### Excerpted records
___

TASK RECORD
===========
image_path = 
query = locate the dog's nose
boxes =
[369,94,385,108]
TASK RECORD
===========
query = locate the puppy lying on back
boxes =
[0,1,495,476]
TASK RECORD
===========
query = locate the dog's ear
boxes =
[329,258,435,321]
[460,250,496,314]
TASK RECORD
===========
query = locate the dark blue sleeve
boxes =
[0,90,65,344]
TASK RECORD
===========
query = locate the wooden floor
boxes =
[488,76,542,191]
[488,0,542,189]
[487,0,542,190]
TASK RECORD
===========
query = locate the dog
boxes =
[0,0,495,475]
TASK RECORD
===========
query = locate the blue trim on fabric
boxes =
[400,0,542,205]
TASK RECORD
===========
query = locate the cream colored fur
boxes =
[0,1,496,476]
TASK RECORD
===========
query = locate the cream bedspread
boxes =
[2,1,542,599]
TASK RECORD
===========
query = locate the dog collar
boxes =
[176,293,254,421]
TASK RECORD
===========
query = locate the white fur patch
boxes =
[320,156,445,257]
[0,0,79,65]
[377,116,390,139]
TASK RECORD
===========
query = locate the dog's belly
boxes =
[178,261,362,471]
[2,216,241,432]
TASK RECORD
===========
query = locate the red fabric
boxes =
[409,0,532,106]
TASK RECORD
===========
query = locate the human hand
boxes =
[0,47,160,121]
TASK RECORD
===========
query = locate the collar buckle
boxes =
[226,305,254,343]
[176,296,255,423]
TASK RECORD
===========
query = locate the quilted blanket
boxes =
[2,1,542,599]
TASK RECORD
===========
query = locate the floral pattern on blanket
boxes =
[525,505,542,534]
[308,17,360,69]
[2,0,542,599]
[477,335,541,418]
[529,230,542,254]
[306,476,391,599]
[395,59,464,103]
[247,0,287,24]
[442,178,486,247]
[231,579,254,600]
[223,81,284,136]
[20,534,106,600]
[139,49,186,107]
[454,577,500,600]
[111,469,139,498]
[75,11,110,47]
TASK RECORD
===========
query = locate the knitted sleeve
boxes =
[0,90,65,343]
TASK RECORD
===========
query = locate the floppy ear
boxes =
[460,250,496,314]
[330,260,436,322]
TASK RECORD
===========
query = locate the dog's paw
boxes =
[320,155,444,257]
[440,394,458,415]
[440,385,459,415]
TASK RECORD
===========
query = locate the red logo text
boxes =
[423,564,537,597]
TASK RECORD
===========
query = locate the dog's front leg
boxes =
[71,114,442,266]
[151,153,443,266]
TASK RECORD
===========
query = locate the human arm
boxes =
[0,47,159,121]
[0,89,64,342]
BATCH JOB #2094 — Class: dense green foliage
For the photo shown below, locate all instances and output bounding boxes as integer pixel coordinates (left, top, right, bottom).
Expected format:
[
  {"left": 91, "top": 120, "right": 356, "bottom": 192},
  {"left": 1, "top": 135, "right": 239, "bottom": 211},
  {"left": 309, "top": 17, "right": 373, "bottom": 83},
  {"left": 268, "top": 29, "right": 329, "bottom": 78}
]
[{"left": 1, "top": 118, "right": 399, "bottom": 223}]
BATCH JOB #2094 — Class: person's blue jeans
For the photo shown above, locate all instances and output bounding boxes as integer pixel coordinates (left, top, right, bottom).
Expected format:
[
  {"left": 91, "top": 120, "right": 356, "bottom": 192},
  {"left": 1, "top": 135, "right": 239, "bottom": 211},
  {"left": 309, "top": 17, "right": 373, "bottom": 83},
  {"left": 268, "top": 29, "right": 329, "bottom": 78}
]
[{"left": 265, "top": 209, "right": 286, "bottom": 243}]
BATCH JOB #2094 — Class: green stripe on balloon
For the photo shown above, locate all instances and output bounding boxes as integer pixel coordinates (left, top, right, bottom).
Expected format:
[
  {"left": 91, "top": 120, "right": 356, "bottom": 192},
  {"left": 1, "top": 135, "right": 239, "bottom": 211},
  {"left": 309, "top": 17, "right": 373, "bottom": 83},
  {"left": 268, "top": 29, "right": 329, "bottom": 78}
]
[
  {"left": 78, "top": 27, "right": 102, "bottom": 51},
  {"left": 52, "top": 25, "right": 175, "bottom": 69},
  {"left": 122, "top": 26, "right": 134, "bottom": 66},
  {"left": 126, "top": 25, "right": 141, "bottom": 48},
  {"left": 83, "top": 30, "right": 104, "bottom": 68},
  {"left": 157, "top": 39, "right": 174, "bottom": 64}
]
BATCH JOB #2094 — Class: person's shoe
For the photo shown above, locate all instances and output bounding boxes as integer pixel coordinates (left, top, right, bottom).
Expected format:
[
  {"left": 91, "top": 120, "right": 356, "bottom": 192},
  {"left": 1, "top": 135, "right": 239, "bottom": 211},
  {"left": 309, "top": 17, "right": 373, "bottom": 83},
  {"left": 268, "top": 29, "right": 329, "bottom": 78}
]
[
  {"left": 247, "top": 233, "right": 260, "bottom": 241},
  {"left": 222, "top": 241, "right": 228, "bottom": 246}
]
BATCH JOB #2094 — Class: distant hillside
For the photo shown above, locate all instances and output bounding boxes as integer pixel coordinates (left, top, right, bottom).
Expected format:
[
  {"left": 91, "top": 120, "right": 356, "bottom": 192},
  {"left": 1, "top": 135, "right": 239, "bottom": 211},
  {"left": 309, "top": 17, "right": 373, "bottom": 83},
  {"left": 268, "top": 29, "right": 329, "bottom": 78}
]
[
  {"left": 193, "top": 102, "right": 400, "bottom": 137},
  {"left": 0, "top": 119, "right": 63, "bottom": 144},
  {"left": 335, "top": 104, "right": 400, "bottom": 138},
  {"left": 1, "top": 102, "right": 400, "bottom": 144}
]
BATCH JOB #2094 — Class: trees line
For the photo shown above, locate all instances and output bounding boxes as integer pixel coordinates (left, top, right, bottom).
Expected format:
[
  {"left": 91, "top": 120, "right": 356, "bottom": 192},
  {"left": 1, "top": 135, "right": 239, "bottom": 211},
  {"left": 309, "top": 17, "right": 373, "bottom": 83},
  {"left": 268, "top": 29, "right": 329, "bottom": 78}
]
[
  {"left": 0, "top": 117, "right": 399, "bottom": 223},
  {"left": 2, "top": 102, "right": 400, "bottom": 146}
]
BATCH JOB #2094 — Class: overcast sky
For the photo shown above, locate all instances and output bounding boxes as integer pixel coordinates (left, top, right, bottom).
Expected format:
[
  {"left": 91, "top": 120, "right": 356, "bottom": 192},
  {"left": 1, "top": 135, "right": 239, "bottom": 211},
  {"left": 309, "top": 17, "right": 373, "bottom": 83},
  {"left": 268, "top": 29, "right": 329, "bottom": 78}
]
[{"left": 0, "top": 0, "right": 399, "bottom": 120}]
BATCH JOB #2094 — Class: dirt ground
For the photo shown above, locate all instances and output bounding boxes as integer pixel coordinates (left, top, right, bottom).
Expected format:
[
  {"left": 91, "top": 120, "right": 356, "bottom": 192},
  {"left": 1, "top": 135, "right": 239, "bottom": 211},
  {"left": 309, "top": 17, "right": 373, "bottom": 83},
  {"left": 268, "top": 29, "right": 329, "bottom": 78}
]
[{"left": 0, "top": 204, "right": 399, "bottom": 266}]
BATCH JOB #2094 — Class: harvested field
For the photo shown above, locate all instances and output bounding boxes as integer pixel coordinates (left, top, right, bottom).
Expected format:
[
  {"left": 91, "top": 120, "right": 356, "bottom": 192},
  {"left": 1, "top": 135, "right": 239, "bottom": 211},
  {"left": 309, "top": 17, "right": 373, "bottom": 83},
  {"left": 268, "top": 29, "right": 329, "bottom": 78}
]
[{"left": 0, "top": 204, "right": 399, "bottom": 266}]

___

### Instructions for the task
From top to bottom, repeat the data above without alteration.

### Solved exercise
TASK RECORD
===========
image_path = 
query = locate the dog's nose
boxes =
[369,94,385,108]
TASK RECORD
===========
query = locate the puppy lying on back
boxes =
[0,1,495,476]
TASK RECORD
===========
query = locate the dog's ear
boxes =
[329,258,435,321]
[460,250,496,314]
TASK RECORD
===========
query = locate the dark blue sleeve
boxes =
[0,90,65,344]
TASK RECORD
===========
query = locate the wooden floor
boxes =
[488,76,542,191]
[488,0,542,189]
[487,0,542,190]
TASK RECORD
===========
query = locate the dog
boxes =
[0,0,495,475]
TASK RECORD
===========
query = locate the blue trim on fabric
boxes =
[400,0,542,205]
TASK RECORD
===========
query = locate the cream colored fur
boxes =
[0,1,496,476]
TASK RECORD
===========
query = locate the cream bedspread
boxes =
[2,1,542,599]
TASK RECORD
===========
query = locate the dog collar
boxes =
[176,293,254,421]
TASK RECORD
===========
query = locate the white fur patch
boxes =
[320,156,445,257]
[0,0,79,65]
[377,116,390,139]
TASK RECORD
===========
query = locate the dog's belly
boxes =
[178,261,362,471]
[2,216,241,432]
TASK RECORD
===========
query = locate the red fabric
boxes =
[409,0,532,106]
TASK RECORD
===========
query = locate the human hand
boxes =
[0,47,160,121]
TASK RECORD
===========
query = locate the collar buckle
boxes =
[226,305,254,343]
[176,296,255,423]
TASK RECORD
===========
query = locate the quilted blanket
boxes =
[2,1,542,599]
TASK RECORD
===========
query = locate the floral pattern on blanket
boxes =
[525,505,542,534]
[308,17,360,69]
[2,0,542,599]
[477,335,541,418]
[529,230,542,254]
[306,476,391,599]
[395,59,464,103]
[247,0,287,24]
[442,178,486,247]
[231,579,254,600]
[223,81,284,136]
[20,534,106,600]
[139,49,186,107]
[454,577,500,600]
[111,469,139,498]
[75,11,110,47]
TASK RECORD
===========
query = locate the knitted sleeve
boxes =
[0,90,65,343]
TASK RECORD
===========
query = locate the floppy ear
boxes =
[460,250,496,314]
[330,260,436,322]
TASK RECORD
===========
query = locate the dog's paw
boxes =
[320,155,444,257]
[440,394,458,415]
[440,385,459,415]
TASK RECORD
===========
query = locate the red logo text
boxes =
[423,564,537,597]
TASK RECORD
===========
query = locate the dog's front leg
boxes =
[71,114,442,266]
[151,153,443,266]
TASK RECORD
===========
query = locate the human arm
boxes =
[0,47,159,121]
[0,89,64,342]
BATCH JOB #2094 — Class: dense green foliage
For the photo shown below, locate all instances and output bounding boxes as integer pixel coordinates (left, top, right, bottom).
Expected format:
[
  {"left": 91, "top": 120, "right": 356, "bottom": 192},
  {"left": 1, "top": 135, "right": 239, "bottom": 211},
  {"left": 309, "top": 17, "right": 373, "bottom": 83},
  {"left": 268, "top": 29, "right": 329, "bottom": 78}
]
[{"left": 1, "top": 118, "right": 399, "bottom": 223}]
BATCH JOB #2094 — Class: person's blue jeans
For the photo shown above, locate all instances and output bounding boxes as integer pixel coordinates (left, top, right, bottom).
Expected format:
[
  {"left": 91, "top": 120, "right": 356, "bottom": 192},
  {"left": 1, "top": 135, "right": 239, "bottom": 211},
  {"left": 309, "top": 17, "right": 373, "bottom": 83},
  {"left": 268, "top": 29, "right": 329, "bottom": 78}
]
[{"left": 265, "top": 209, "right": 286, "bottom": 243}]
BATCH JOB #2094 — Class: green stripe on balloon
For the photo shown above, locate all instances and output bounding boxes as integer pixel coordinates (left, top, right, bottom).
Expected format:
[
  {"left": 91, "top": 120, "right": 356, "bottom": 192},
  {"left": 1, "top": 135, "right": 239, "bottom": 211},
  {"left": 309, "top": 17, "right": 373, "bottom": 83},
  {"left": 268, "top": 29, "right": 329, "bottom": 78}
]
[
  {"left": 78, "top": 27, "right": 102, "bottom": 51},
  {"left": 52, "top": 25, "right": 175, "bottom": 69},
  {"left": 122, "top": 26, "right": 134, "bottom": 66},
  {"left": 126, "top": 25, "right": 141, "bottom": 48},
  {"left": 83, "top": 30, "right": 104, "bottom": 68},
  {"left": 157, "top": 39, "right": 174, "bottom": 64}
]
BATCH JOB #2094 — Class: person's shoe
For the photo shown above, locate all instances and output bounding boxes as integer pixel coordinates (left, top, right, bottom).
Expected format:
[
  {"left": 91, "top": 120, "right": 356, "bottom": 192},
  {"left": 1, "top": 135, "right": 239, "bottom": 211},
  {"left": 309, "top": 17, "right": 373, "bottom": 83},
  {"left": 268, "top": 29, "right": 329, "bottom": 78}
]
[
  {"left": 247, "top": 233, "right": 260, "bottom": 241},
  {"left": 222, "top": 241, "right": 228, "bottom": 246}
]
BATCH JOB #2094 — Class: distant hillside
For the photo shown above, locate all instances and output bounding boxes as integer pixel coordinates (left, top, right, bottom).
Expected format:
[
  {"left": 91, "top": 120, "right": 356, "bottom": 192},
  {"left": 1, "top": 135, "right": 239, "bottom": 211},
  {"left": 309, "top": 17, "right": 373, "bottom": 83},
  {"left": 268, "top": 29, "right": 329, "bottom": 78}
]
[
  {"left": 193, "top": 102, "right": 400, "bottom": 137},
  {"left": 0, "top": 119, "right": 63, "bottom": 144},
  {"left": 335, "top": 104, "right": 400, "bottom": 138},
  {"left": 1, "top": 102, "right": 400, "bottom": 144}
]
BATCH JOB #2094 — Class: trees line
For the photo shown above, locate all instances and output bounding boxes as integer pixel coordinates (left, top, right, bottom).
Expected format:
[
  {"left": 91, "top": 120, "right": 356, "bottom": 192},
  {"left": 1, "top": 135, "right": 239, "bottom": 211},
  {"left": 309, "top": 17, "right": 373, "bottom": 83},
  {"left": 268, "top": 29, "right": 329, "bottom": 78}
]
[
  {"left": 0, "top": 117, "right": 399, "bottom": 223},
  {"left": 2, "top": 102, "right": 400, "bottom": 146}
]
BATCH JOB #2094 — Class: overcast sky
For the photo shown above, locate all instances and output bounding boxes as integer pixel coordinates (left, top, right, bottom).
Expected format:
[
  {"left": 91, "top": 120, "right": 356, "bottom": 192},
  {"left": 1, "top": 135, "right": 239, "bottom": 211},
  {"left": 309, "top": 17, "right": 373, "bottom": 83},
  {"left": 268, "top": 29, "right": 329, "bottom": 78}
]
[{"left": 0, "top": 0, "right": 399, "bottom": 120}]
BATCH JOB #2094 — Class: dirt ground
For the photo shown above, locate all instances and output bounding boxes as integer pixel coordinates (left, top, right, bottom).
Expected format:
[
  {"left": 91, "top": 120, "right": 356, "bottom": 192},
  {"left": 1, "top": 135, "right": 239, "bottom": 211},
  {"left": 309, "top": 17, "right": 373, "bottom": 83},
  {"left": 268, "top": 29, "right": 329, "bottom": 78}
]
[{"left": 0, "top": 204, "right": 399, "bottom": 266}]
BATCH JOB #2094 — Class: harvested field
For the photo shown above, locate all instances and output bounding boxes as integer pixel coordinates (left, top, right, bottom).
Expected format:
[
  {"left": 91, "top": 120, "right": 356, "bottom": 192},
  {"left": 1, "top": 135, "right": 239, "bottom": 211},
  {"left": 309, "top": 17, "right": 373, "bottom": 83},
  {"left": 268, "top": 29, "right": 329, "bottom": 78}
]
[{"left": 0, "top": 204, "right": 399, "bottom": 266}]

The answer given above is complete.